## SHORT EXERCISE 1
Please rewrite the entries starting at the line containing "Records indicate the rocky" and ending at the line containing "272;76;550;112", with "distant mountain" replaced by "far mountain" and nothing else changed.
## SHORT EXERCISE 2
Continue the article on the Warrenton Civil War commemoration from its last sentence.

## PAGE
┄┄┄┄┄┄┄┄┄┄┄┄┄┄┄┄┄┄┄┄
Civil War commemoration in Warrenton this weekend

Photo/David Lyne
The Liberty Heritage Society museum on Warrenton's Main Street will display some of Don Tharpe's artificats, including swords that belonged to Confederate and Union generals.
Published Nov. 29, 1862, this Harper's Weekly illustration depicts Union George McClellan saying farewell to his troops at the Warren Green Hotel in Warrenton.
Warrenton and Fauquier County this weekend will flip back the calendar 150 years to the most tumultuous times in the nation’s history — the Civil War.

Saturday and Sunday, Sept. 22-23, will be packed with commemoration of events from the fall of 1862, including the Sept. 22 congressional passage of the Proclamation of Emancipation and the Union Army of the Potomac’s activities in and near Warrenton just before the siege of Fredericksburg.

“Everyone involved really enjoys bringing history back to life,” said Paula Johnson, who chairs Warrenton-Fauquier Heritage Day and is one of its founders. “I’ll be here, there and everywhere, checking to see if everything is going as planned.”

The family-oriented events, open to the public at no charge, should attract a crowd of 1,000 to 1,500, Mrs. Johnson predicted.

Other key players in Heritage Day are Donald R. Tharpe of Midland, a historian, author and archaeologist, and James Flanagan of Sumerduck, an adjunct professor at Lord Fairfax Community College who also is steeped in the history of Fauquier County and the Civil War.

Mr. Tharpe, an avid collector of Civil War memorabilia, founded the Liberty Heritage Society, which has a museum at 26 Main St. in Warrenton. Mr. Flanagan serves as its education coordinator.
┄┄┄┄┄┄┄┄┄┄┄┄┄┄┄┄┄┄┄┄
## RECORDS
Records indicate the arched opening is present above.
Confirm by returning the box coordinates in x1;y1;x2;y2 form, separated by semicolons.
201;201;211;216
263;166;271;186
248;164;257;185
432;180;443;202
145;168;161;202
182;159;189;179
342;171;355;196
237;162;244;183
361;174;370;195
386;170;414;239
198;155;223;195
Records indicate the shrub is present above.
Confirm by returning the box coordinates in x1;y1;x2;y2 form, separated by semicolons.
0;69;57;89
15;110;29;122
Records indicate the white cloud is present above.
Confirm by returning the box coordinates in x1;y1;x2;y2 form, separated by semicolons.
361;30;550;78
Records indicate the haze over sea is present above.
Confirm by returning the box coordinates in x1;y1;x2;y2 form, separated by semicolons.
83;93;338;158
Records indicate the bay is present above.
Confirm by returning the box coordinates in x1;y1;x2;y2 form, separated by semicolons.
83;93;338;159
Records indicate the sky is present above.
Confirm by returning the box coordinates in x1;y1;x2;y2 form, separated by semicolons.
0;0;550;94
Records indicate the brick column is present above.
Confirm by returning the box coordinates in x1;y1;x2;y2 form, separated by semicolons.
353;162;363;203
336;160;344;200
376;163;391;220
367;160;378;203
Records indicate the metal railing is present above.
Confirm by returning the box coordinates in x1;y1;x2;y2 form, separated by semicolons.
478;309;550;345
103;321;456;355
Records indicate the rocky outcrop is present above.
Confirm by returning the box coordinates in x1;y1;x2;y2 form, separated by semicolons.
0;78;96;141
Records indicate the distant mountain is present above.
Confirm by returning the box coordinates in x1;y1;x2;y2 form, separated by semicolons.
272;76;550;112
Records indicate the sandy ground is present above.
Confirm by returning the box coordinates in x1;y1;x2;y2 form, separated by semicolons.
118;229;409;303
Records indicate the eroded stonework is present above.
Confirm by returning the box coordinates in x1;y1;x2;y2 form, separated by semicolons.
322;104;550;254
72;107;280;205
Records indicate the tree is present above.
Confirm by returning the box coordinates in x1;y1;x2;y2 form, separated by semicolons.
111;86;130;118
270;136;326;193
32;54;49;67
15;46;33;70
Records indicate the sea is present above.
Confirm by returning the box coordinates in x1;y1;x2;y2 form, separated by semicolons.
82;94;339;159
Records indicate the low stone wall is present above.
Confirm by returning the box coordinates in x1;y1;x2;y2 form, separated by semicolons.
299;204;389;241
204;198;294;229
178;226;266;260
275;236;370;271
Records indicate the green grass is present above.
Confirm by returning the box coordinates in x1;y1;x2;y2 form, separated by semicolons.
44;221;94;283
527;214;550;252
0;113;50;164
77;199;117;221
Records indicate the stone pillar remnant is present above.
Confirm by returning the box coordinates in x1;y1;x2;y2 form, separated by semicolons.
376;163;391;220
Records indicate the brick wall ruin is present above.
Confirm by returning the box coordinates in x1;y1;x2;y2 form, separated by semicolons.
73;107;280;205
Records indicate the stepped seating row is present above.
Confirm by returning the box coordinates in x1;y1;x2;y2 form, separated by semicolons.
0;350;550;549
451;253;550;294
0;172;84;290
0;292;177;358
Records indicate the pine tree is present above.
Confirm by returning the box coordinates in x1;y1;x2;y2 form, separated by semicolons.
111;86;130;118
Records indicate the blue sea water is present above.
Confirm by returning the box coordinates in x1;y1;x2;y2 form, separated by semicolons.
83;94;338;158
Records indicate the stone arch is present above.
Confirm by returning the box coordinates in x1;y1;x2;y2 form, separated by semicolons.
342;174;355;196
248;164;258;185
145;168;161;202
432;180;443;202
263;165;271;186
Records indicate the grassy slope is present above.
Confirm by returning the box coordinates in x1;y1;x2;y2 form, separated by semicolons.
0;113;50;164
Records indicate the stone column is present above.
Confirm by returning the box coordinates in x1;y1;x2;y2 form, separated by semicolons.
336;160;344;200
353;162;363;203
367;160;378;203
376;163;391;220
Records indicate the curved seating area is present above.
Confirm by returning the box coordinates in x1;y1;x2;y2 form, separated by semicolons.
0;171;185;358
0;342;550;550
┄┄┄┄┄┄┄┄┄┄┄┄┄┄┄┄┄┄┄┄
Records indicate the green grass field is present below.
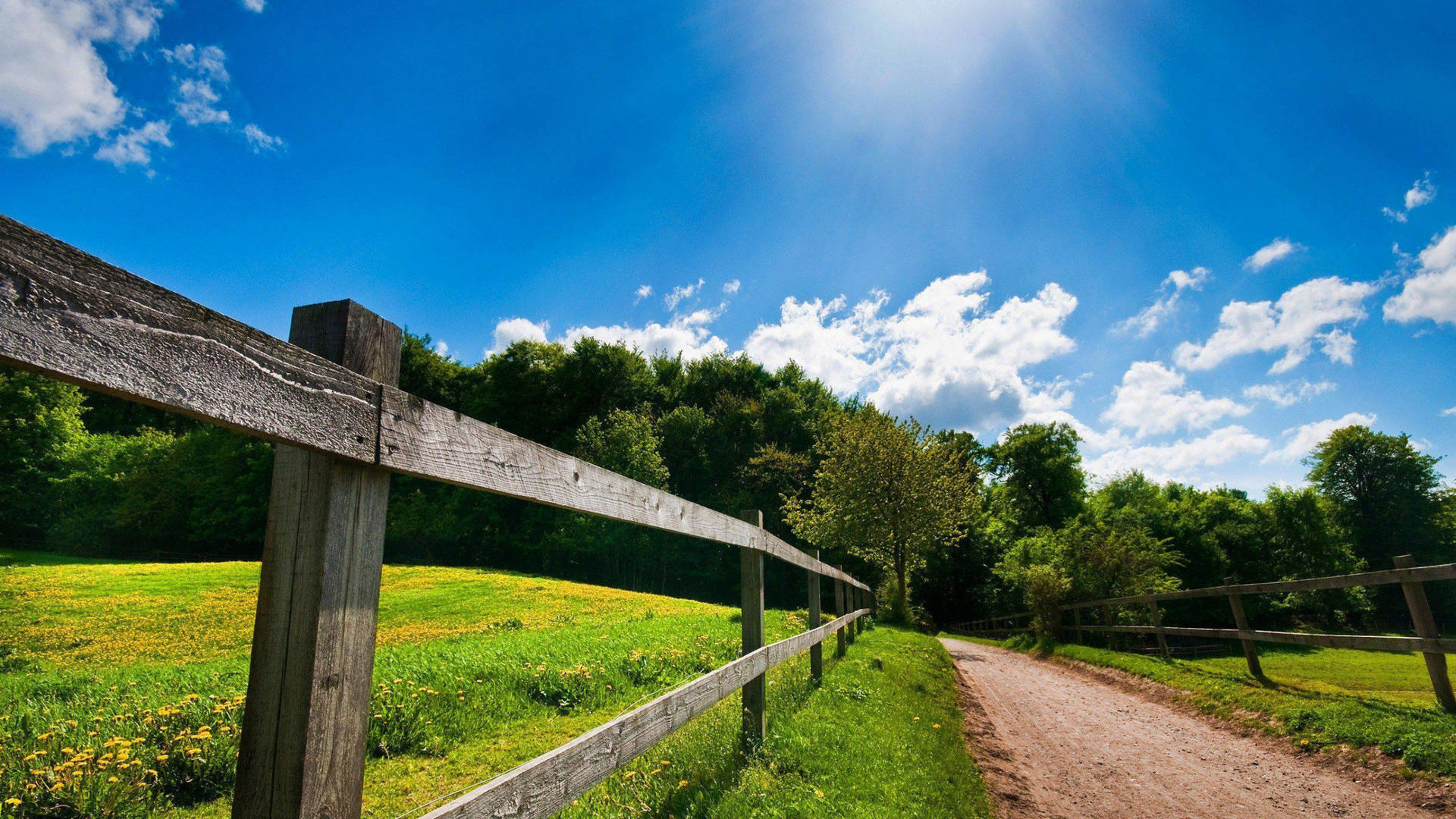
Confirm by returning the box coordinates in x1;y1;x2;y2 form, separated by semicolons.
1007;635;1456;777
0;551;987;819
┄┄┄┄┄┄┄┄┄┄┄┄┄┄┄┄┄┄┄┄
## EXPECTED OUTPUT 1
Records indicate the rocky outcrop is present above.
Confirm by returning the box coordinates in x1;y1;x2;y2 form, separated by semicolons.
0;78;96;141
Records indicate the far mountain is present above.
Confirm by returning the box coordinates in x1;y1;x2;y2 form, separated by semicolons.
272;76;550;112

## EXPECTED OUTPUT 2
The museum, normally accessible only by appointment, will be open Saturday so visitors can view the collection assembled by Mr. Tharpe, who says some items belong to the society and some are on loan.

On public display only for Heritage Day will be Civil War artist Isaac Eaton’s oil painting of the 1st Maine Cavalry charging Confederate forces at Brandy Station on June 9, 1863.

“It’s a remarkable scene,” said Mr. Tharpe, pointing out that the 5-by-10-foot painting depicts Confederate officers riding alongside Maine cavalrymen in the confusion of the attack.

Other artifacts on display include an early Confederate flag with seven stars that was made “before Virginia had (seceded and) joined,” says Mr. Flanagan.

The collection also includes:

  • Sabers that belonged to Union Major Gens. George McClellan and Ambrose Burnside.
  • The sword of Confederate Brig. Gen. Turner Ashby of Fauquier County.
  • Memorabilia from the battles of Brandy Station, Kelly’s Ford and Rappahannock Station.
  • Artifacts from archaeological digs along the Rappahannock River near Remington.
  • Old maps and much more.

Mr. Tharpe also has begun renovating the building at 45 Main St., next to the Warrenton post office, to house “the largest single collection” of President Abraham Lincoln portraits and sculptures. Known as The Robert Lang collection from Wisconsin, the works also include a bust of Gen. U.S. Grant, a portrait of Gen. Robert E. Lee, plus items from Lee’s surrender on April 10, 1865, at Appomattox. The collection will be in Warrenton for “two or three years,” said Mr. Tharpe.

Although the renovation and exhibit will not be complete for Heritage Day, Mr. Tharpe said several painting will be displayed in the storefront window.

The theme of Heritage Day is “The Eve of Fredericksburg: The Federal Army in and around Warrenton, Fall 1862.” Speakers will lecture throughout the day at the Warrenton Visitor Center, behind the Mosby house on Main Street, on events leading up to the December 1862 attack by Union forces on Fredericksburg.

In the fall of 1862, Fauquier County was occupied by the Union Army of the Potomac under the command of Maj. Gen. McClellan, who was headquartered in Rectortown. Lincoln, however, relieved McClellan of his command, turning to Burnside to lead the attack on Fredericksburg. McClellan bade farewell to his troops from the balcony of the Warren Green Hotel on Nov. 11, 1862, a month before the battle.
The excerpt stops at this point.